▶ [Stated goal]:
Copy out the entire differential equation homework thread below, word for word.

▶ [Passage provided]:
# # # # # # #
- #1

dwilmer

- 11

- 0

## Homework Statement

Solve the differential equation: y' + 2y = te^-2t with initial conditions y(1) = 0?

Please show me what I am doing wrong... (or right).. also please don't show me shortcut i need to know where I am going wrong thanks.

## Homework Equations

## The Attempt at a Solution

first i multiplied whole equation by integrating factor e^2t (e^integral(2) = e^2t)

after rearranging this gave me

e^2t(y) = integ te^-2t * e^2t

i then simplified RHS to get:

e^2t(y) = integ t

then i integrated RHS to get

e^2t(y) = (t^2)/2 + c

then i isolated y to get:

y = ((t^2)e^-2t) / 2 + ce^-2t

then i applied the initial condition y(1) = 0

this gave me

0 = e^-2 / 2 + ce^-2

then i multiplied equation by 2

0 = e^-2 + ce^-2

then i factored out e^-2

0 = e^-2 (1 + c)

then i reasoned that c must = 1 and put this back into the explicit equation

y = ((t^2)e^-2t) /2 + (1) e^-2t

is this correct? the book answer says y = (t^2 -1) e^-2t /2

THANKS FOR ANY HELP
# # # # # # #
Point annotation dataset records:
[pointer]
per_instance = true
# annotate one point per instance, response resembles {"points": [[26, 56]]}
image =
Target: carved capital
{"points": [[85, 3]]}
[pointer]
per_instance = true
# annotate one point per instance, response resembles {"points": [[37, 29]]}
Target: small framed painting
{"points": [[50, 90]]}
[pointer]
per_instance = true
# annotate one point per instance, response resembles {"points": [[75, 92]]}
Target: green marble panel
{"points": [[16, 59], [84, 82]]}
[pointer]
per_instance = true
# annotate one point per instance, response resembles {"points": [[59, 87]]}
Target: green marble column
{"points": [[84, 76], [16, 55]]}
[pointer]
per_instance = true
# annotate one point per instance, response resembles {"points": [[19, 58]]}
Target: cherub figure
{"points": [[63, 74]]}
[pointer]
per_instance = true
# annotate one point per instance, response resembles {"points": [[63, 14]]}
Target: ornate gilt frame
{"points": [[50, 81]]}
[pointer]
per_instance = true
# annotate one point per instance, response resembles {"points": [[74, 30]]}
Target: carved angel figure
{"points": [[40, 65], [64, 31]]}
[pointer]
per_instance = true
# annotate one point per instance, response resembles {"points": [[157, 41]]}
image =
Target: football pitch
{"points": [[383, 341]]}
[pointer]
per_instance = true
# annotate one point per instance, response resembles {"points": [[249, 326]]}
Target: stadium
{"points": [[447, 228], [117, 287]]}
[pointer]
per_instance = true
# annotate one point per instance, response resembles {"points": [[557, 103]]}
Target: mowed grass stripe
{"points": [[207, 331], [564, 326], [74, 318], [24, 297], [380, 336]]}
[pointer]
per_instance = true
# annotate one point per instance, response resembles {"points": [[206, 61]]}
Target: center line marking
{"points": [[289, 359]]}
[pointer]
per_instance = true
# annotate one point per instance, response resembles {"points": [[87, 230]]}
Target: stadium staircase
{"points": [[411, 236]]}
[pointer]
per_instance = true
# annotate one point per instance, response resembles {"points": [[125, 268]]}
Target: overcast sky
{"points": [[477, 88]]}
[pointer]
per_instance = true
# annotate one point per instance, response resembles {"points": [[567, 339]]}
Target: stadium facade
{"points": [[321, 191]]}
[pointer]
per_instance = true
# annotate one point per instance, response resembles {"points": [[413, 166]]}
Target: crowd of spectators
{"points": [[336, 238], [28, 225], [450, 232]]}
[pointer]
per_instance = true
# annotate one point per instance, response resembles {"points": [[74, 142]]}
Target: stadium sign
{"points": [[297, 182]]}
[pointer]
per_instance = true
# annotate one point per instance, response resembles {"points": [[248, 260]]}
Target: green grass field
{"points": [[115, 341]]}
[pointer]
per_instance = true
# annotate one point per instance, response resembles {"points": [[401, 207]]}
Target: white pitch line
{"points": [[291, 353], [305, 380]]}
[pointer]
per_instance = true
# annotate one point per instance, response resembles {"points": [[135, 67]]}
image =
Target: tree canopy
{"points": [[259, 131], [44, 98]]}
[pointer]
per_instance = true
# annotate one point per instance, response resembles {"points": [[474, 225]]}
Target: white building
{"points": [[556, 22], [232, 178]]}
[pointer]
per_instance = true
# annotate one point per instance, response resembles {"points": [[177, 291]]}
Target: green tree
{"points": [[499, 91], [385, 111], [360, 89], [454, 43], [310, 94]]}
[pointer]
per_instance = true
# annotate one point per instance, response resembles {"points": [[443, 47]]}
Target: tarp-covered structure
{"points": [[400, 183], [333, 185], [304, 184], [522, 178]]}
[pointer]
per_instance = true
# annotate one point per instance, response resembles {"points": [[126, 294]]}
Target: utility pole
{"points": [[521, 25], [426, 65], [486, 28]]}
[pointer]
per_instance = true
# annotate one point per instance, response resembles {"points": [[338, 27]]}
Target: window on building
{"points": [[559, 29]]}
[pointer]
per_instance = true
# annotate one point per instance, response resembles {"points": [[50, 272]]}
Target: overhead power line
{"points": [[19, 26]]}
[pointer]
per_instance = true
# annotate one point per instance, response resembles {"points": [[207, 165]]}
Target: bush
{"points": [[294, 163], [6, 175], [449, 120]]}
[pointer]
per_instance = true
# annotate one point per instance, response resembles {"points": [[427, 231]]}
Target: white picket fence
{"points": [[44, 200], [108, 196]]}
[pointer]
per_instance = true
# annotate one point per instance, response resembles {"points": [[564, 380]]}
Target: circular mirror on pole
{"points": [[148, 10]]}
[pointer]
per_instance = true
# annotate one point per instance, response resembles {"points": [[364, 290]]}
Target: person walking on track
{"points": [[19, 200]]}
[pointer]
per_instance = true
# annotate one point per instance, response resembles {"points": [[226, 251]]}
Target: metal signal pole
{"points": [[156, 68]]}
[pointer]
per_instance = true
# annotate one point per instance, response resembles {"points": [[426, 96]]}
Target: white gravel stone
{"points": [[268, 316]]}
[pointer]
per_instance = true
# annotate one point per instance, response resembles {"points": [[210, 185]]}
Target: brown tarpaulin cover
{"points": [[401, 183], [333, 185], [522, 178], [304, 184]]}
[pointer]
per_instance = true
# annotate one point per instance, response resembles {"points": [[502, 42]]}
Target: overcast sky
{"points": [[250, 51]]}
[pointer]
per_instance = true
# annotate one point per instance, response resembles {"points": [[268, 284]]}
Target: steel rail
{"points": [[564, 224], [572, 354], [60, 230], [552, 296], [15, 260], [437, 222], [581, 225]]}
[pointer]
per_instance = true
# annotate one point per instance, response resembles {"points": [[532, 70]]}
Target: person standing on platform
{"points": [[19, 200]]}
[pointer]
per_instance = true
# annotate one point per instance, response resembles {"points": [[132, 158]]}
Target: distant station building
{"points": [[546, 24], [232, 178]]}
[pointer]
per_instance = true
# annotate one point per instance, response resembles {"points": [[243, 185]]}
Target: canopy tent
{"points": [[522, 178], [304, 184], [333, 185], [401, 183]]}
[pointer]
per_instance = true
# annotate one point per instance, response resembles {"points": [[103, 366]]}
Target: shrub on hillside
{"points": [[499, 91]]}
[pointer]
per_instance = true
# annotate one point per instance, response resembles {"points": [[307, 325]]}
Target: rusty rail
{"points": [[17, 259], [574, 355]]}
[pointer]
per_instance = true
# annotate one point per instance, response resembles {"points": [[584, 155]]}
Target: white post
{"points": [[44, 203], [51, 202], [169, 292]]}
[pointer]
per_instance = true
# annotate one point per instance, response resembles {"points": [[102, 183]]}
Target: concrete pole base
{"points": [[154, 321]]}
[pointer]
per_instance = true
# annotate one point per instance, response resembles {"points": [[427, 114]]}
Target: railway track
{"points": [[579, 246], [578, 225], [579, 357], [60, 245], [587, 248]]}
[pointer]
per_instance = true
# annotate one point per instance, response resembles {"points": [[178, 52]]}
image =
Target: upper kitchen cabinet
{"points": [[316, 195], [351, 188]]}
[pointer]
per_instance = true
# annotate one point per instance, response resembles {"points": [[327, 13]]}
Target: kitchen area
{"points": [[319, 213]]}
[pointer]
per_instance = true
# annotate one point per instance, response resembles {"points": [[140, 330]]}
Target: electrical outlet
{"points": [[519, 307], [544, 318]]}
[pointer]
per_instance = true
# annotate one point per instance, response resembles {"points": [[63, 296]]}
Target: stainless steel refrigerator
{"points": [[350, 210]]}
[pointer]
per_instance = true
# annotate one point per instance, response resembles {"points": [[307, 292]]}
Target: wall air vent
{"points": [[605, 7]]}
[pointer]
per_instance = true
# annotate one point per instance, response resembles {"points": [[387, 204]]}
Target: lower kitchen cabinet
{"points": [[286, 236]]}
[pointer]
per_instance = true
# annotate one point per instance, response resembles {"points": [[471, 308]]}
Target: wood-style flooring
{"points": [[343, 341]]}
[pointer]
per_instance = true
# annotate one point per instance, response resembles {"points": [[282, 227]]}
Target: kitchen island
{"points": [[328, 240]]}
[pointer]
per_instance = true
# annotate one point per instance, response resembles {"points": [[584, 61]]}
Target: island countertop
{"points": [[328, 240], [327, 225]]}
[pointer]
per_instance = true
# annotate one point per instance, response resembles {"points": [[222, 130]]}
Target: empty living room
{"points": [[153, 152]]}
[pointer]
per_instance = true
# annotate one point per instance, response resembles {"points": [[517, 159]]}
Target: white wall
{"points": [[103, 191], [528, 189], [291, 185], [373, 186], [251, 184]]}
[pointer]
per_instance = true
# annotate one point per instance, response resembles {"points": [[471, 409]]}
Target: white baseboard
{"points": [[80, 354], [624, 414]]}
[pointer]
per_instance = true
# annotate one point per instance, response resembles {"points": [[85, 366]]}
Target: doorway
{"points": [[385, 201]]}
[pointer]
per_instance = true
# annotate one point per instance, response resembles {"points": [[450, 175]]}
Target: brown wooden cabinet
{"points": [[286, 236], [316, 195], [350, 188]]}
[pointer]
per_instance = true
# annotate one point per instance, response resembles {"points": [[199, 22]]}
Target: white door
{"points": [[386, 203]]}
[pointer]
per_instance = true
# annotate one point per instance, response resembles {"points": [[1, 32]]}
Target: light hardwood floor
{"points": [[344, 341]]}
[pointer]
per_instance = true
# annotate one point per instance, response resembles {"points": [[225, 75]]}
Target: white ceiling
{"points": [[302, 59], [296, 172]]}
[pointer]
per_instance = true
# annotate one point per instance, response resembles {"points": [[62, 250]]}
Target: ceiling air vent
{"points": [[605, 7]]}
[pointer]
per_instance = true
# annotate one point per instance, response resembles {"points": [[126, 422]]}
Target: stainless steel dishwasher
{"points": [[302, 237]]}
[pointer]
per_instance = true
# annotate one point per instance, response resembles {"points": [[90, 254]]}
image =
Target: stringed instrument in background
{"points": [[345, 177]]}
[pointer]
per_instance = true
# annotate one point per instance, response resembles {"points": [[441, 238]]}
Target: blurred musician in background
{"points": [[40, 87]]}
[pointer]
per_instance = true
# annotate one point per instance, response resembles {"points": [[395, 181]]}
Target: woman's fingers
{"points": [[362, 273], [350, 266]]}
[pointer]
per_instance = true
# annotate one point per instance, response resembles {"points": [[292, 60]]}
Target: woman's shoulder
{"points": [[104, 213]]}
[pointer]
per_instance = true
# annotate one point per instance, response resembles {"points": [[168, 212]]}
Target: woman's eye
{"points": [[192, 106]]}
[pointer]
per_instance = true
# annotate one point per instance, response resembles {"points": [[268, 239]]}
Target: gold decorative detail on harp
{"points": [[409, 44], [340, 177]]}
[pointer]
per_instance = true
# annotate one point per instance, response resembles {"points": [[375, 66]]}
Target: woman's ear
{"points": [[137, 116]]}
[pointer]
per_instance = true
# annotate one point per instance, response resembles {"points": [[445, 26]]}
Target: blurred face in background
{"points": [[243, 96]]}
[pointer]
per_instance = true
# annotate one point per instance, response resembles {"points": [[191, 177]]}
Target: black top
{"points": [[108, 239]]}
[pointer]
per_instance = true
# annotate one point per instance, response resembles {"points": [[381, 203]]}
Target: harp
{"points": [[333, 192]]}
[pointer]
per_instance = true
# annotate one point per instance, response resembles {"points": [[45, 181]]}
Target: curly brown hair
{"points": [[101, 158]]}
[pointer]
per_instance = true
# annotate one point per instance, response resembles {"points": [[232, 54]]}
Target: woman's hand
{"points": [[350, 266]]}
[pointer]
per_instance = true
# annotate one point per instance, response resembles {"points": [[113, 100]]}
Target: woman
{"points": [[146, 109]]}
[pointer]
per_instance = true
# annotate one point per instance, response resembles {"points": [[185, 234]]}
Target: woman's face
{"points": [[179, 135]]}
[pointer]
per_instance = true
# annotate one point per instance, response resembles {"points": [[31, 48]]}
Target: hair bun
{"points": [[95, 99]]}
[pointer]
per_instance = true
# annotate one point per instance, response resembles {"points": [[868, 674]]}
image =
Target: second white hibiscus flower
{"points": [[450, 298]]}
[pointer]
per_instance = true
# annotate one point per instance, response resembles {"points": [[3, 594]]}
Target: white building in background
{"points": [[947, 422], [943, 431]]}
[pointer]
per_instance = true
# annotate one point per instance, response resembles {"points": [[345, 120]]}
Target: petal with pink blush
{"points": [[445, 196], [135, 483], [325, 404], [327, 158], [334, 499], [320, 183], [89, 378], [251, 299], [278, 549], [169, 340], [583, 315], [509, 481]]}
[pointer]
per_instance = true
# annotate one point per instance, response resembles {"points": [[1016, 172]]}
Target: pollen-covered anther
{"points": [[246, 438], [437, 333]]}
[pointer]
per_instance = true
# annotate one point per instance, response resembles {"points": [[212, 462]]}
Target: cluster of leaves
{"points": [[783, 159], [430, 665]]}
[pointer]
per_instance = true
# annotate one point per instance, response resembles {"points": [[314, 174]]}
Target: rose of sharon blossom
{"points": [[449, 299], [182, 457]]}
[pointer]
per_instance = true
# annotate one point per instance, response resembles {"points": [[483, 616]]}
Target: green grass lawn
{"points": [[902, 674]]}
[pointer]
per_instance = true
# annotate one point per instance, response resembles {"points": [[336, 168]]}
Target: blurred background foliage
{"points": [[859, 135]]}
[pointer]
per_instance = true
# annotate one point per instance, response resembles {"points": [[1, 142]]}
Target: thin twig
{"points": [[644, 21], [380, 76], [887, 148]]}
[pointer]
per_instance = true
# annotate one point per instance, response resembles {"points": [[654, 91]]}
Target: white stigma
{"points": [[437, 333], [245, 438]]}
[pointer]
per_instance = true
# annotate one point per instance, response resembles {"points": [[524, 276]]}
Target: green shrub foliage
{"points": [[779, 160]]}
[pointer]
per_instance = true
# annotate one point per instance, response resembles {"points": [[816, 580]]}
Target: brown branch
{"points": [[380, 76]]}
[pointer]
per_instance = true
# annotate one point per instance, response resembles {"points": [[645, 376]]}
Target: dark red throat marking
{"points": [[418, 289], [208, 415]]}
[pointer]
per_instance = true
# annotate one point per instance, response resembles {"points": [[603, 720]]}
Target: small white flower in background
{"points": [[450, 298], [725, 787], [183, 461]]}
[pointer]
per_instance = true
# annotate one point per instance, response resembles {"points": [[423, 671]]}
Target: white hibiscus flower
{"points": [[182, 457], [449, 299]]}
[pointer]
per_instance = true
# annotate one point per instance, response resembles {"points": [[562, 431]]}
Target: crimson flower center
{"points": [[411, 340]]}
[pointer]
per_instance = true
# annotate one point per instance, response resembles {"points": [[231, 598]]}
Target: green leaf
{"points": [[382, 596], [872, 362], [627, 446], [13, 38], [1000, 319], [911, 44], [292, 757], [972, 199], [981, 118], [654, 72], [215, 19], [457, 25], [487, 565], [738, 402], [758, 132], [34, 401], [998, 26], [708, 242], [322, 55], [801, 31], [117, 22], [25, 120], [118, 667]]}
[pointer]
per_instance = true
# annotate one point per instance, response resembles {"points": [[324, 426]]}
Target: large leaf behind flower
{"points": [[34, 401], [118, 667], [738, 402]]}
# # # # # # #
▶ [Solution to this task]:
- #1

dwilmer

- 11

- 0

## Homework Statement

Solve the differential equation: y' + 2y = te^-2t with initial conditions y(1) = 0?

Please show me what I am doing wrong... (or right).. also please don't show me shortcut i need to know where I am going wrong thanks.

## Homework Equations

## The Attempt at a Solution

first i multiplied whole equation by integrating factor e^2t (e^integral(2) = e^2t)

after rearranging this gave me

e^2t(y) = integ te^-2t * e^2t

i then simplified RHS to get:

e^2t(y) = integ t

then i integrated RHS to get

e^2t(y) = (t^2)/2 + c

then i isolated y to get:

y = ((t^2)e^-2t) / 2 + ce^-2t

then i applied the initial condition y(1) = 0

this gave me

0 = e^-2 / 2 + ce^-2

then i multiplied equation by 2

0 = e^-2 + ce^-2

then i factored out e^-2

0 = e^-2 (1 + c)

then i reasoned that c must = 1 and put this back into the explicit equation

y = ((t^2)e^-2t) /2 + (1) e^-2t

is this correct? the book answer says y = (t^2 -1) e^-2t /2

THANKS FOR ANY HELP